Nothing in the records may be changed; retype them in full.

===============

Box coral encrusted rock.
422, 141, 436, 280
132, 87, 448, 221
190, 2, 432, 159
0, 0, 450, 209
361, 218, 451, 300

===============

> **EXERCISE RESULT**
Box coral encrusted rock.
422, 141, 436, 280
132, 87, 448, 221
190, 2, 432, 159
0, 0, 450, 209
361, 218, 451, 300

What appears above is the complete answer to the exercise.